-- Information follows --

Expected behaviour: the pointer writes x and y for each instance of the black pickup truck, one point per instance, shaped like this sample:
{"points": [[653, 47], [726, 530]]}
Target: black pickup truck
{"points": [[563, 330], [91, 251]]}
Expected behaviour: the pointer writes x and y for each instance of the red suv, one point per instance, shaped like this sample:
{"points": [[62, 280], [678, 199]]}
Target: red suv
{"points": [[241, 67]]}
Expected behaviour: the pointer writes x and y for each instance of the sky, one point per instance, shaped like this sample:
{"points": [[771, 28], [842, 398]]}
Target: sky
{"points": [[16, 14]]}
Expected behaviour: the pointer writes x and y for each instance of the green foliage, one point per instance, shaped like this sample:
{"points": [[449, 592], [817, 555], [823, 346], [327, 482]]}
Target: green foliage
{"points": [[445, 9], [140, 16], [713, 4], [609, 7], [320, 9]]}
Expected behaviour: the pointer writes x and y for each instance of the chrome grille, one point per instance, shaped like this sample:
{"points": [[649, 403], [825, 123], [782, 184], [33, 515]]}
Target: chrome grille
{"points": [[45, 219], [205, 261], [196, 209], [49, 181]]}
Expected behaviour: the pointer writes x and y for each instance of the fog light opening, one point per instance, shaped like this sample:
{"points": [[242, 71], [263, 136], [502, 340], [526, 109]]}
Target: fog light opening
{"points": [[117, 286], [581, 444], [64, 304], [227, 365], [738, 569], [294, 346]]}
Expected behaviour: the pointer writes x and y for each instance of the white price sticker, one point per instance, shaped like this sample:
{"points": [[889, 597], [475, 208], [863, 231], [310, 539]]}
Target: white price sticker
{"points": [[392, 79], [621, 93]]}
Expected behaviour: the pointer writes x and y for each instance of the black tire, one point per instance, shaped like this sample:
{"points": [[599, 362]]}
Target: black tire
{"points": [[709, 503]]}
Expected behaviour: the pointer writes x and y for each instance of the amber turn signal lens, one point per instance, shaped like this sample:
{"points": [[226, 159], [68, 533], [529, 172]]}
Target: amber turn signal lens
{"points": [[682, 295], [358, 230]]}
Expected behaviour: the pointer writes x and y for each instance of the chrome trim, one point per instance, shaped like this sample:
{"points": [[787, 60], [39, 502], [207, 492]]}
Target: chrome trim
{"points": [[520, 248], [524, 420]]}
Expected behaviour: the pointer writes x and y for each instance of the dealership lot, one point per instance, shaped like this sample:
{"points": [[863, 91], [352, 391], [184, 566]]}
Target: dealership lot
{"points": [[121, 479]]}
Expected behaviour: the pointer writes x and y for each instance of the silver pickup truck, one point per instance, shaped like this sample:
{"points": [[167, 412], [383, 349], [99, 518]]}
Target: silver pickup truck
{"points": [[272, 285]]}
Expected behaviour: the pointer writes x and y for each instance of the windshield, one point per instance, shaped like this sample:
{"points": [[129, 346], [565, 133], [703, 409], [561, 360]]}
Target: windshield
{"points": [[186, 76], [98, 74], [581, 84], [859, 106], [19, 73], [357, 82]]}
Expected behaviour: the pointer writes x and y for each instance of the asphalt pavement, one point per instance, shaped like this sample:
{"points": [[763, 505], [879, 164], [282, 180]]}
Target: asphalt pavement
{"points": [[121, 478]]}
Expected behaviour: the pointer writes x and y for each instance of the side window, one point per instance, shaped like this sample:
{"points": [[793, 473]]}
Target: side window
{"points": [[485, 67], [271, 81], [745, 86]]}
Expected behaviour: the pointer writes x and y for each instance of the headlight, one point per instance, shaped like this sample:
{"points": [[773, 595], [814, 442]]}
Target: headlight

-- Information concluded --

=== Activity ===
Of the lines above, retype only those from the line containing "Target: black tire" through the line containing "of the side", including both, exactly.

=== Expected output ===
Target: black tire
{"points": [[709, 503]]}
Expected behaviour: the pointer writes x and y for each instance of the amber turn signal lens, one point per instance, shaped like this sample:
{"points": [[226, 159], [68, 533], [529, 172]]}
Target: amber turn signal lens
{"points": [[682, 295], [358, 230]]}
Expected behaviour: the pointer writes x and y for each instance of the chrome trim, one point per instance, shaped like this sample:
{"points": [[787, 60], [39, 502], [207, 492]]}
Target: chrome trim
{"points": [[520, 248], [524, 420]]}
Expected behaviour: the pointer writes x and y for each instance of the dealership lot, one point per instance, shaped like this sample:
{"points": [[863, 91], [352, 391], [184, 566]]}
Target: dealership lot
{"points": [[121, 479]]}
Expected behaviour: the pointer writes x and y for each instance of the silver pickup truck, one point per instance, shaped like this sample:
{"points": [[167, 412], [383, 349], [99, 518]]}
Target: silver pickup truck
{"points": [[272, 285]]}
Expected behaviour: the pointer writes x and y for each instance of the windshield, one point per instance, shaped like this sample:
{"points": [[129, 346], [565, 133], [703, 409], [561, 360]]}
Target: windshield
{"points": [[186, 76], [98, 74], [581, 84], [859, 106], [19, 73], [357, 82]]}
Expected behaviour: the pointer writes x and y for each instance of the asphalt pavement, one point per instance, shaped like this sample:
{"points": [[763, 505], [879, 164], [282, 180]]}
Target: asphalt pavement
{"points": [[121, 478]]}
Expected behaviour: the pointer writes x and y for each instance of the side window, one point per instance, shaped like this sample:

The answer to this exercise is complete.